## begin Given data
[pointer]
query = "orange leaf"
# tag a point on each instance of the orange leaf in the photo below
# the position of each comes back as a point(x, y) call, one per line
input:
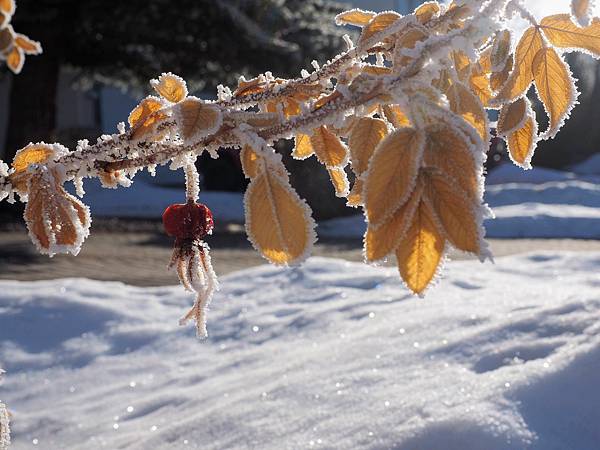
point(522, 76)
point(339, 179)
point(366, 134)
point(196, 119)
point(170, 87)
point(28, 46)
point(278, 222)
point(378, 24)
point(392, 173)
point(512, 116)
point(356, 17)
point(555, 87)
point(420, 253)
point(57, 221)
point(329, 148)
point(455, 212)
point(382, 240)
point(250, 162)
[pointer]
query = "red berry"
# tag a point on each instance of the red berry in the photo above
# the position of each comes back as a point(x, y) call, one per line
point(188, 221)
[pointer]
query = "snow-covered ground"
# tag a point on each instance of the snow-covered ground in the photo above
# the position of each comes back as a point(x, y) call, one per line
point(540, 203)
point(329, 355)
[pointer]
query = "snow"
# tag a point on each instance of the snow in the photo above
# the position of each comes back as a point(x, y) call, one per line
point(329, 355)
point(539, 203)
point(147, 200)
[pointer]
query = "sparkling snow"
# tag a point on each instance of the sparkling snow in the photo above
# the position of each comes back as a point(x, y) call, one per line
point(329, 355)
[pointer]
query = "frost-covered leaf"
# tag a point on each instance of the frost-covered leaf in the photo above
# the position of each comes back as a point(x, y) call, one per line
point(522, 141)
point(382, 240)
point(500, 50)
point(330, 150)
point(40, 153)
point(57, 221)
point(355, 197)
point(522, 75)
point(455, 211)
point(356, 17)
point(392, 173)
point(582, 11)
point(467, 105)
point(378, 24)
point(250, 162)
point(196, 119)
point(303, 148)
point(170, 87)
point(395, 116)
point(512, 116)
point(427, 11)
point(15, 60)
point(28, 46)
point(498, 79)
point(8, 7)
point(146, 117)
point(408, 40)
point(420, 252)
point(555, 87)
point(563, 33)
point(449, 150)
point(339, 179)
point(366, 134)
point(278, 222)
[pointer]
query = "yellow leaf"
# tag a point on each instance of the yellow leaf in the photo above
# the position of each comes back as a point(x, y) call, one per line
point(522, 142)
point(378, 24)
point(145, 117)
point(339, 179)
point(467, 105)
point(250, 162)
point(498, 79)
point(427, 11)
point(563, 33)
point(28, 46)
point(582, 11)
point(512, 116)
point(522, 76)
point(329, 148)
point(392, 173)
point(15, 60)
point(7, 7)
point(170, 87)
point(382, 240)
point(278, 222)
point(555, 87)
point(303, 148)
point(355, 195)
point(448, 150)
point(39, 153)
point(356, 17)
point(455, 212)
point(408, 40)
point(480, 85)
point(420, 252)
point(197, 119)
point(500, 50)
point(57, 221)
point(396, 116)
point(366, 134)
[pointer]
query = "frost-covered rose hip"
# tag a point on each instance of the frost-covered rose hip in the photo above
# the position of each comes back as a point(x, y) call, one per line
point(189, 221)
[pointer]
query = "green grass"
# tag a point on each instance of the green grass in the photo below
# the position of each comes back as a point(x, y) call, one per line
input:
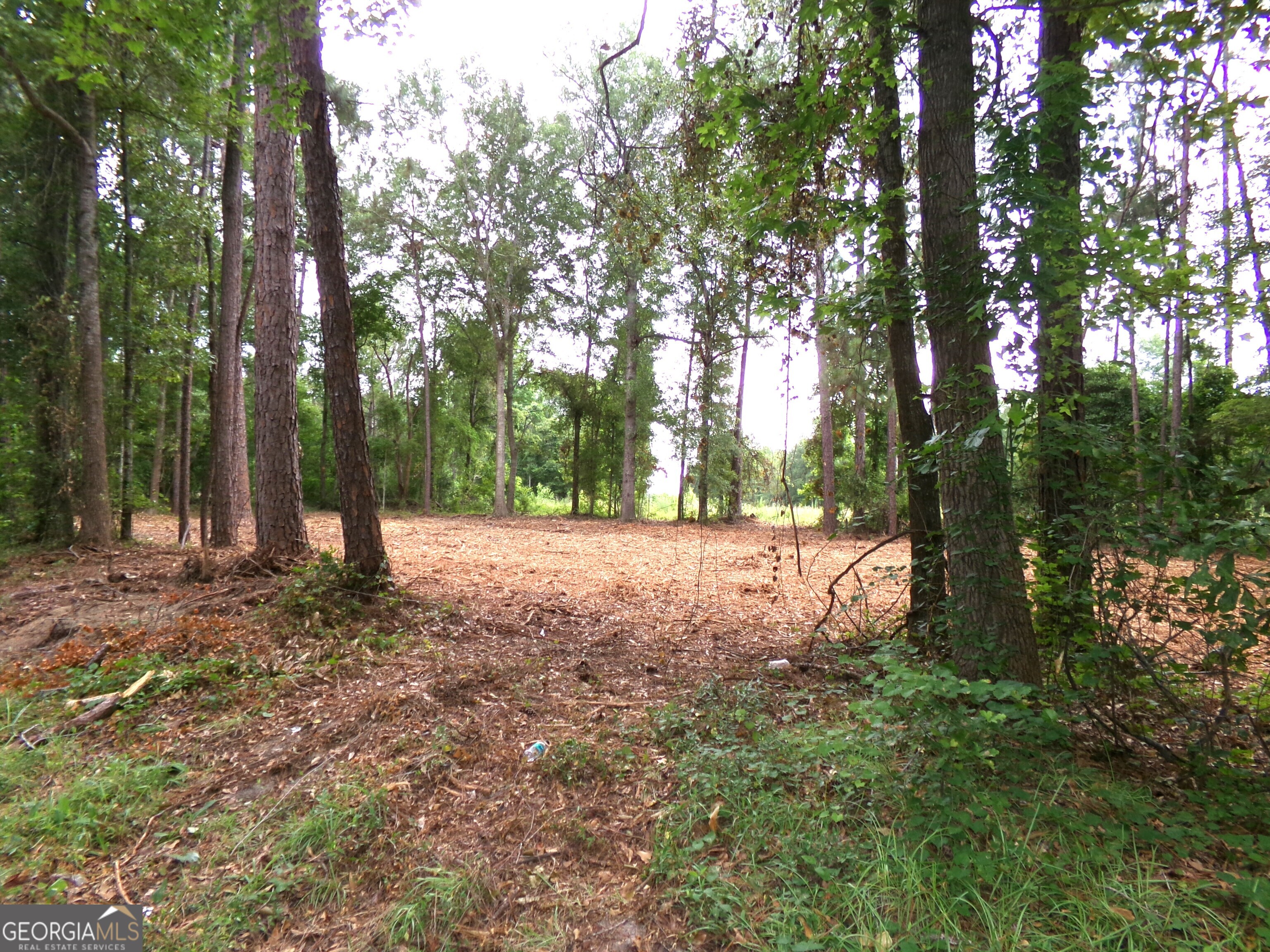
point(852, 827)
point(439, 902)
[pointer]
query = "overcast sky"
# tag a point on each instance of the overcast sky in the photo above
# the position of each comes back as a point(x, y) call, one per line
point(523, 41)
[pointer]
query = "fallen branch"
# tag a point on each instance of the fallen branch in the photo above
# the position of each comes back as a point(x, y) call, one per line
point(105, 710)
point(833, 592)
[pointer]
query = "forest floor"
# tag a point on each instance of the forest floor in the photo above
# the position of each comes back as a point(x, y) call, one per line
point(309, 770)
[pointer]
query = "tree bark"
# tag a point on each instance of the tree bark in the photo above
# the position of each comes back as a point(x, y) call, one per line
point(916, 428)
point(991, 626)
point(735, 498)
point(629, 413)
point(499, 427)
point(1058, 224)
point(512, 455)
point(426, 353)
point(280, 514)
point(360, 518)
point(130, 371)
point(892, 462)
point(160, 426)
point(828, 476)
point(224, 505)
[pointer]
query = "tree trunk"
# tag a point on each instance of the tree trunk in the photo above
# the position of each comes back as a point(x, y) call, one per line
point(160, 426)
point(629, 414)
point(322, 452)
point(1175, 428)
point(364, 541)
point(892, 464)
point(1260, 286)
point(426, 352)
point(828, 492)
point(280, 514)
point(916, 428)
point(512, 456)
point(1065, 603)
point(97, 525)
point(228, 356)
point(991, 628)
point(704, 445)
point(735, 498)
point(499, 427)
point(130, 371)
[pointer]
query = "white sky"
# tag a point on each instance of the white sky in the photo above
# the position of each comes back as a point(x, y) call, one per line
point(521, 42)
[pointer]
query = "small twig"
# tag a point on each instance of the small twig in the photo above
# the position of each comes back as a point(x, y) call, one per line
point(833, 592)
point(119, 883)
point(140, 840)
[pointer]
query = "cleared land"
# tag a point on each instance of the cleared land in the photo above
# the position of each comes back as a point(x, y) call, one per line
point(513, 631)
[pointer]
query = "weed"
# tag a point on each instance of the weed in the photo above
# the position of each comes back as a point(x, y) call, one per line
point(432, 912)
point(938, 813)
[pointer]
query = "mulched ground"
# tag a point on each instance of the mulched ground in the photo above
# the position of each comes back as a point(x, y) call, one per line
point(528, 629)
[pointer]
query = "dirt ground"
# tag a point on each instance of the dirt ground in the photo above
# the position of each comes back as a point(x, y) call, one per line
point(536, 629)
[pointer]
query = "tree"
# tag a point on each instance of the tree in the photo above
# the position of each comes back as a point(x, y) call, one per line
point(229, 427)
point(990, 625)
point(360, 518)
point(916, 428)
point(280, 514)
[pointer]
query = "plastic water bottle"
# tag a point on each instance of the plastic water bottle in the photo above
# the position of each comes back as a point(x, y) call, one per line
point(535, 751)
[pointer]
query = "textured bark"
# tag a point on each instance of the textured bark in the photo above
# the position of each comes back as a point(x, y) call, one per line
point(130, 375)
point(160, 447)
point(360, 518)
point(629, 416)
point(828, 475)
point(916, 428)
point(892, 464)
point(1061, 471)
point(991, 625)
point(735, 497)
point(512, 455)
point(97, 526)
point(53, 350)
point(181, 475)
point(224, 506)
point(499, 428)
point(425, 352)
point(280, 514)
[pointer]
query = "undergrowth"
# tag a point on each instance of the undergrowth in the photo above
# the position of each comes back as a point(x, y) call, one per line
point(940, 814)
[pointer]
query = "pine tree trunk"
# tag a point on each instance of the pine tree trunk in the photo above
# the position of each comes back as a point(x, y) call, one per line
point(280, 514)
point(629, 414)
point(160, 424)
point(426, 352)
point(1061, 474)
point(228, 355)
point(97, 525)
point(130, 371)
point(916, 428)
point(512, 456)
point(828, 478)
point(991, 625)
point(735, 497)
point(499, 427)
point(364, 541)
point(892, 462)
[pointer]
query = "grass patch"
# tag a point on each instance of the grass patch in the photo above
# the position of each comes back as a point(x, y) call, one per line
point(434, 913)
point(935, 815)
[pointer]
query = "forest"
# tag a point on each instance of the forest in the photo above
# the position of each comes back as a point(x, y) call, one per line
point(426, 410)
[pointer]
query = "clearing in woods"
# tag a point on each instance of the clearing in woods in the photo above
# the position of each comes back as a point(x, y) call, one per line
point(384, 752)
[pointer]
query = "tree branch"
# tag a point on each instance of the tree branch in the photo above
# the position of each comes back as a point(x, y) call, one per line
point(43, 109)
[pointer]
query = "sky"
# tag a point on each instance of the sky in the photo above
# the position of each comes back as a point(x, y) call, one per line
point(521, 41)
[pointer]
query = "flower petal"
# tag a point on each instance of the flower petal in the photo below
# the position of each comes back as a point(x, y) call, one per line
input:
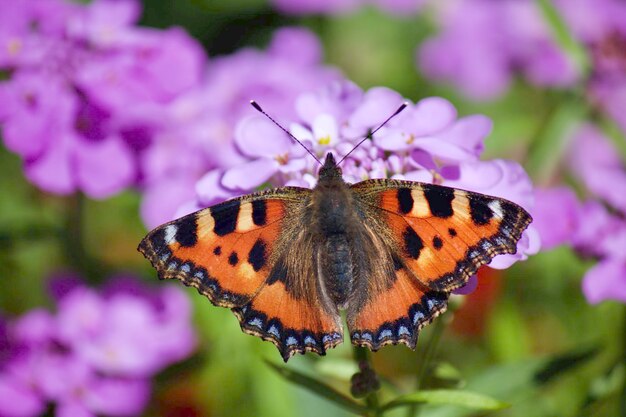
point(606, 281)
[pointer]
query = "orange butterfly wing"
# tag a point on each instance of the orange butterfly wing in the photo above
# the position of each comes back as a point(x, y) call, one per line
point(232, 253)
point(396, 314)
point(441, 234)
point(436, 237)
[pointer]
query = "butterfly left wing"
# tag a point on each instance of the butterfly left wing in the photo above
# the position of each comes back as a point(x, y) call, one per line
point(442, 235)
point(246, 254)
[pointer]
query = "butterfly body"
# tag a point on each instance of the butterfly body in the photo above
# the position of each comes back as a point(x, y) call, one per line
point(287, 260)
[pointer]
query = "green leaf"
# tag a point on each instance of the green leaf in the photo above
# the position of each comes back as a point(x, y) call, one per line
point(558, 365)
point(448, 397)
point(319, 388)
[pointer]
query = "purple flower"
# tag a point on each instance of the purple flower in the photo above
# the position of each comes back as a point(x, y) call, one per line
point(96, 356)
point(590, 227)
point(606, 281)
point(427, 142)
point(200, 135)
point(483, 43)
point(556, 216)
point(87, 90)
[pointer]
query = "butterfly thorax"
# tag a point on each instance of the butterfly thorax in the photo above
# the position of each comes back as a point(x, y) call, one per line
point(335, 223)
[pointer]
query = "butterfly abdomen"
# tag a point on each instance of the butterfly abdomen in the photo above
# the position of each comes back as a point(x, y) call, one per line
point(335, 223)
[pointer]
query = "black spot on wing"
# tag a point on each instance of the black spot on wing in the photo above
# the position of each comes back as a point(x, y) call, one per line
point(258, 255)
point(413, 244)
point(480, 211)
point(186, 231)
point(439, 200)
point(225, 217)
point(405, 200)
point(259, 212)
point(397, 263)
point(157, 238)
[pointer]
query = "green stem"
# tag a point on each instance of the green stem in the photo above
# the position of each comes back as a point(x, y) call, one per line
point(552, 139)
point(425, 358)
point(361, 355)
point(73, 241)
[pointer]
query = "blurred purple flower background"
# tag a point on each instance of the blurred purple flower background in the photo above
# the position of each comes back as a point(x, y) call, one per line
point(99, 99)
point(483, 45)
point(97, 354)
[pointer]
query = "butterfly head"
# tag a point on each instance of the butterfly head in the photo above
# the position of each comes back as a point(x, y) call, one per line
point(329, 170)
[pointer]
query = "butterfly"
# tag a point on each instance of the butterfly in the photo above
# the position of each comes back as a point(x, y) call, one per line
point(287, 260)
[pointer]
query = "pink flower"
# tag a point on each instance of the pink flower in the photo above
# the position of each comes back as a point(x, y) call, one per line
point(96, 356)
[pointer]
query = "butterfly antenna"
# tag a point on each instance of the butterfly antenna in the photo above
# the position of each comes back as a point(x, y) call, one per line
point(371, 134)
point(259, 109)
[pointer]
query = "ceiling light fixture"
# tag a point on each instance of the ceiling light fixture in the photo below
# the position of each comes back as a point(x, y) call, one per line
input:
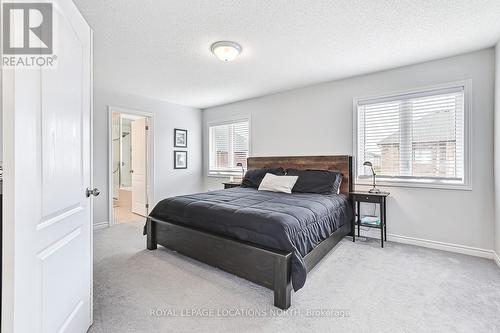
point(226, 51)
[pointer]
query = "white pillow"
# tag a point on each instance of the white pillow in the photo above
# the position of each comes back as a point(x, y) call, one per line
point(275, 183)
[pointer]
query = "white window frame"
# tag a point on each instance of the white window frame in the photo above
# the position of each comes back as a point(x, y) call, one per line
point(226, 121)
point(427, 183)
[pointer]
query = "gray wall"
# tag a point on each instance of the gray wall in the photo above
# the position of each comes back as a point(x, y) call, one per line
point(497, 150)
point(319, 120)
point(168, 182)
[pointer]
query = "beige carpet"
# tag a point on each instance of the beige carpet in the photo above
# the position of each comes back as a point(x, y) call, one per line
point(359, 287)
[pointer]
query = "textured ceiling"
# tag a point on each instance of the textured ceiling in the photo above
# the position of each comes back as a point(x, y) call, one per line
point(161, 49)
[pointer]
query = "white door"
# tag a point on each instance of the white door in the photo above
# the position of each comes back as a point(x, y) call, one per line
point(50, 169)
point(138, 143)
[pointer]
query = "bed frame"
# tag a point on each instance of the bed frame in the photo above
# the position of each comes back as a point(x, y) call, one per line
point(264, 266)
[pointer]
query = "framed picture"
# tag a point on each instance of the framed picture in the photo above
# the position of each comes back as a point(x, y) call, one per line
point(180, 138)
point(180, 159)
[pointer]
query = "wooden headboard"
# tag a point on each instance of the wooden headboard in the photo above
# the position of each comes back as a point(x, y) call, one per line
point(338, 163)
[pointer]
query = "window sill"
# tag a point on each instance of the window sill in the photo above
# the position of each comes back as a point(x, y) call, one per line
point(411, 184)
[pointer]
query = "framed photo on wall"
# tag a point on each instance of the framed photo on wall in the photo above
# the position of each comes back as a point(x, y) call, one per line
point(180, 138)
point(180, 159)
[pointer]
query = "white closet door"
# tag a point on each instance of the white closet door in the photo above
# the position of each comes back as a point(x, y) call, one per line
point(50, 110)
point(139, 198)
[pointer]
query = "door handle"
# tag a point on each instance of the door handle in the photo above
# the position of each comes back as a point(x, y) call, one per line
point(95, 192)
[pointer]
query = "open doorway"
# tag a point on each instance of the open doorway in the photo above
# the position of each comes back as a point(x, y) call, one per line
point(130, 165)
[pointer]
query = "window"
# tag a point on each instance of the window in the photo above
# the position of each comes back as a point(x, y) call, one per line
point(414, 138)
point(228, 146)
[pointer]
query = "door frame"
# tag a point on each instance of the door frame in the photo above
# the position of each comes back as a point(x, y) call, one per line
point(150, 157)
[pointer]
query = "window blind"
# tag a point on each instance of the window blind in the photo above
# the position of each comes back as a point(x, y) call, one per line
point(228, 146)
point(413, 137)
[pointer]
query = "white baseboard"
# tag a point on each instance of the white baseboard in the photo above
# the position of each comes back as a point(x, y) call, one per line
point(100, 225)
point(496, 258)
point(472, 251)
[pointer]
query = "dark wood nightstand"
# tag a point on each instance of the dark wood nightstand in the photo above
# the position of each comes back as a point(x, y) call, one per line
point(231, 184)
point(376, 198)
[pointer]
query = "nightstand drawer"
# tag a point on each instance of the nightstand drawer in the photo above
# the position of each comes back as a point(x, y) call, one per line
point(367, 198)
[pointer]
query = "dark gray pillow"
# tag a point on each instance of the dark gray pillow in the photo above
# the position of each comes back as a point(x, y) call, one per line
point(254, 177)
point(316, 181)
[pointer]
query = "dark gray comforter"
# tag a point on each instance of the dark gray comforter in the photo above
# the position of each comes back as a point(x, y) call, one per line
point(290, 222)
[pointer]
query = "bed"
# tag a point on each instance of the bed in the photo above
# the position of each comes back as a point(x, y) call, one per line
point(272, 239)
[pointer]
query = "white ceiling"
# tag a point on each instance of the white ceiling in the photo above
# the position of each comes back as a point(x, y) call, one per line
point(161, 49)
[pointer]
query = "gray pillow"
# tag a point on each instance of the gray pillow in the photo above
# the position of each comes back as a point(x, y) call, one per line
point(254, 177)
point(316, 181)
## end Given data
Short task:
Pick out each line in the rows above that contains the string "petal" and copy it.

Task response:
query = "flower petal"
# tag a point on each instance of the flower petal in the photo below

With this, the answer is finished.